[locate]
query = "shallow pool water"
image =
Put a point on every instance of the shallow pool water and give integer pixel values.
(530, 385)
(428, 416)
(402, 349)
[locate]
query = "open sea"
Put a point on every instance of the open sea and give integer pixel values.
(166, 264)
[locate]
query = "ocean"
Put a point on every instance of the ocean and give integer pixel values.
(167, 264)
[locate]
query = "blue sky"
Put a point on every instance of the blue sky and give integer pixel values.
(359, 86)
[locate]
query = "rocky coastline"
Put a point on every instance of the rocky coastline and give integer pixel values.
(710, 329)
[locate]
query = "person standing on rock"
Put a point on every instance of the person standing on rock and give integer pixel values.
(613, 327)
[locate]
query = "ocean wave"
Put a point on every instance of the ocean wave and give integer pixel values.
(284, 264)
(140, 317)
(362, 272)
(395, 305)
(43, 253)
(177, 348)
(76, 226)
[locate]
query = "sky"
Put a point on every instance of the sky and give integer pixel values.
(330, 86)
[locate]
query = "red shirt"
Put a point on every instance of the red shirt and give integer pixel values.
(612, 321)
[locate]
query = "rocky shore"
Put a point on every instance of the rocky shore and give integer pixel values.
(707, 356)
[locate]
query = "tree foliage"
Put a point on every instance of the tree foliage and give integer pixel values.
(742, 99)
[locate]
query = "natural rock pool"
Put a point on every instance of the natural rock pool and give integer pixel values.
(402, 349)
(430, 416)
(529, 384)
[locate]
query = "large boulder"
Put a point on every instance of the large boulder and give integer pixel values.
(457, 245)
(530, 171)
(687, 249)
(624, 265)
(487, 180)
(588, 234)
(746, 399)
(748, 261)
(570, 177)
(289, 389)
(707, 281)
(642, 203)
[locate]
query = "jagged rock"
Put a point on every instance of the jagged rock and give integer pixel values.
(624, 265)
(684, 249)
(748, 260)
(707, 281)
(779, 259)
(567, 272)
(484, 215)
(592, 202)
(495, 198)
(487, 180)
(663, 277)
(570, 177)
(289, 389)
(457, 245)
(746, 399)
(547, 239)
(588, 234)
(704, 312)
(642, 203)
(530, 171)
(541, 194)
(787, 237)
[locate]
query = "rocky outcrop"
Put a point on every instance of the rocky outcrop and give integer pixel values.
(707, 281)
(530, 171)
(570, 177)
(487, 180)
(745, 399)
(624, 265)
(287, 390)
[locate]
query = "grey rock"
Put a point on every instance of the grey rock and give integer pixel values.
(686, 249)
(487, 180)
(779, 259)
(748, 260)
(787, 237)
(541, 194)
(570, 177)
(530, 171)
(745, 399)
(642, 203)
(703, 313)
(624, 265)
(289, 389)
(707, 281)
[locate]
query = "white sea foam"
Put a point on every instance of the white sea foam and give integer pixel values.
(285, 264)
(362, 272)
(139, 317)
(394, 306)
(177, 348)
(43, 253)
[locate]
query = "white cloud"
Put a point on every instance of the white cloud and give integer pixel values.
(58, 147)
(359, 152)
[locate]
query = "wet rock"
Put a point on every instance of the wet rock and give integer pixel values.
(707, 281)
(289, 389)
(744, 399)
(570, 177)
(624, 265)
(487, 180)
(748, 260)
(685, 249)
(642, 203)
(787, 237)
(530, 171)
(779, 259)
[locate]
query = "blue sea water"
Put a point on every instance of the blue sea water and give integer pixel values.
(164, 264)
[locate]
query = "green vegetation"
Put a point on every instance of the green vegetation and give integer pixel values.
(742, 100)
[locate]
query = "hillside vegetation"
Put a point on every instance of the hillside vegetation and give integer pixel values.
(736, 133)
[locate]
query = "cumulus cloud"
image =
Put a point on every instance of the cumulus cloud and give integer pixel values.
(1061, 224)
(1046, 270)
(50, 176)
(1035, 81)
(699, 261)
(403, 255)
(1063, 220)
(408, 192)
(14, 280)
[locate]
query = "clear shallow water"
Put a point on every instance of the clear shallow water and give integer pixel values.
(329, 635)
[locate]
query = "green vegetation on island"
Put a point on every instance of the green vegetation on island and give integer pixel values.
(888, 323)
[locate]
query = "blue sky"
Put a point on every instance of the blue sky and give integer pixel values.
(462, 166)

§ What you need to do
Would you reproduce every record above exactly as it appears?

§ Solution below
[locate]
query = "shallow pool water"
image =
Put a point on every instance of the shallow pool water and give integer pixel values.
(530, 385)
(428, 416)
(402, 349)
[locate]
query = "open sea"
Put a point on every instance of the open sea and give integer pixel values.
(166, 264)
[locate]
query = "ocean"
Put a point on every instance of the ocean and give integer pixel values.
(167, 264)
[locate]
query = "blue sky"
Put a point on every instance of the blue sky and give integer pixel values.
(359, 86)
[locate]
query = "rocky coastline"
Put a point on every instance of the rocky coastline and give integer pixel values.
(710, 329)
[locate]
query = "person standing on rock"
Put a point on every instance of the person standing on rock and give integer pixel values.
(613, 327)
[locate]
query = "ocean wave"
Put a point on every instance of the ocean wave and give integer pixel values.
(284, 264)
(140, 317)
(362, 272)
(395, 305)
(43, 253)
(177, 348)
(76, 226)
[locate]
query = "sky"
Put a point on every instance of the sky and give integer pixel values.
(330, 86)
[locate]
query = "red shirt"
Put a point on every instance of the red shirt and give integer pixel values.
(612, 321)
[locate]
query = "rocky shore"
Put a point on every instance of the rocky shore and give integer pixel values.
(707, 356)
[locate]
query = "tree foliage"
Put a point on every instance of the tree foliage and give integer pixel values.
(742, 99)
[locate]
query = "natural rock pool"
Put a point on every instance of the natural rock pool and give integer pixel values.
(402, 349)
(430, 416)
(529, 384)
[locate]
query = "large boulder"
Put a point on every instance of the large boulder and give integer pixel values.
(457, 245)
(530, 171)
(687, 249)
(624, 265)
(487, 180)
(588, 234)
(746, 399)
(748, 261)
(570, 177)
(289, 389)
(707, 281)
(642, 203)
[locate]
query = "jagged rock"
Put a point on every instance of the jagged rock and give integer pixel values.
(624, 265)
(684, 249)
(748, 260)
(707, 281)
(779, 259)
(567, 272)
(484, 215)
(592, 202)
(495, 198)
(487, 180)
(663, 277)
(570, 177)
(289, 389)
(457, 245)
(746, 399)
(547, 239)
(588, 234)
(704, 312)
(642, 203)
(530, 171)
(541, 194)
(787, 237)
[locate]
query = "rocky outcrop"
Put a point on every instance of the rocky outcrop and give integer pixel values.
(707, 281)
(530, 171)
(570, 177)
(487, 180)
(745, 399)
(624, 265)
(287, 390)
[locate]
query = "grey rock"
Put a point on every instance of the grey rock and give integer pixel values.
(686, 249)
(487, 180)
(779, 259)
(748, 260)
(787, 237)
(541, 194)
(570, 177)
(530, 171)
(745, 399)
(642, 203)
(703, 313)
(624, 265)
(289, 389)
(707, 281)
[locate]
query = "white sea foam"
Put a point on every instance of the white sea foam and give integer pixel values.
(285, 264)
(362, 272)
(139, 317)
(394, 306)
(177, 348)
(43, 253)
[locate]
query = "white cloud"
Put a point on every instance of the white cloud and give integer pixel values.
(58, 147)
(359, 152)
[locate]
query = "wet rock"
Put a point on every instance of the wet rock and give integer pixel values.
(707, 281)
(289, 389)
(744, 399)
(570, 177)
(624, 265)
(487, 180)
(748, 260)
(685, 249)
(642, 203)
(787, 237)
(530, 171)
(779, 259)
[locate]
query = "blue sea water"
Put a point on every instance of the blue sea water and give integer pixel values.
(164, 264)
[locate]
query = "green vegetation"
Put a point on every instance of the green vegetation and give integer pixel values.
(742, 100)
[locate]
query = "hillside vegetation"
Put a point on every instance of the hillside vegetation and give integer pixel values.
(736, 133)
[locate]
query = "cumulus cloud"
image =
Put a point on every instance of the cumulus cloud and give integer pixel values.
(1061, 224)
(1046, 270)
(50, 176)
(1035, 81)
(699, 261)
(403, 255)
(1063, 220)
(408, 192)
(14, 280)
[locate]
query = "clear shallow water"
Put a point on every instance of the clear shallow water and give integer pixel values.
(329, 635)
[locate]
query = "green vegetation on island"
Put a point on every instance of the green vegetation on island and give integer pixel values.
(888, 323)
[locate]
query = "blue sky"
Put a point on every instance of the blue sky and give integer pixel values.
(462, 166)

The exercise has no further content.